Write out all the data again, exactly as it stands.

::: PROVIDED INFORMATION :::

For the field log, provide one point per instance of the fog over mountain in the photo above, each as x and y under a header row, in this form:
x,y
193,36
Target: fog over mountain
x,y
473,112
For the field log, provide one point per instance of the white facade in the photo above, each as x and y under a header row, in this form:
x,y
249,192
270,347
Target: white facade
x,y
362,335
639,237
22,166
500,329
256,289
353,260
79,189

:::

[TASK RESULT]
For the field log, provide one point per instance of the fog over mountain in the photo above, each as x and y under a header row, in this form:
x,y
193,36
Target: fog over mountain
x,y
473,112
For the field log, provide one point per instance of the white facade in the photo above, each as x and y under a header row, in this form:
x,y
249,192
270,347
Target: white facade
x,y
362,335
639,237
22,166
500,329
256,289
353,260
79,189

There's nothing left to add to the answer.